* [Description of the task] Extend the passage on the NOAA Science Camp with a few more sentences, continuing from its final sentence.

* [Passage to read]
Exposing children to cutting-edge research and technology is the goal of the camp which has run for the past 14 years. Parents routinely tell camp leaders their children get “more science during a week at camp than a year of school,” said camp coordinator Maile Sullivan.
Through the years, this collaborative camp from NOAA, Washington Sea Grant, and the University of Washington’s Joint Institute for the Study of the Atmosphere and Ocean (JISAO) has made it possible for more than a thousand children to get one-on-one insights from world-renowned scientists. The collaboration also means students learn about multiple scientific disciplines and all areas of marine, ocean and atmospheric research.
“NOAA Science Camp uniquely captures what is available. It’s not just one thing.” Sullivan said. “With few exceptions, every kid who leaves here is jazzed about science.”

* [Information provided]

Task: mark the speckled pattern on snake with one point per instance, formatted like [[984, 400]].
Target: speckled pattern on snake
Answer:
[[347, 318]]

* [Task response]
Camp organizers are constantly integrating new areas of study. This year that means a special session on remotely operated vehicles or ROVs. The camp has teamed with Atlantis STEAM to allow kids to build mini-ROVs. The robots are increasingly used to supplement researchers work by surveying dangerous locations and cutting costs of long-term studies.
Camp registration usually opens up in mid-March. There are fees but scholarships, funded by JISAO and Washington Sea Grant, are available for families with financial need. “We’ve never turned anyone away from a scholarship application,” Sullivan said.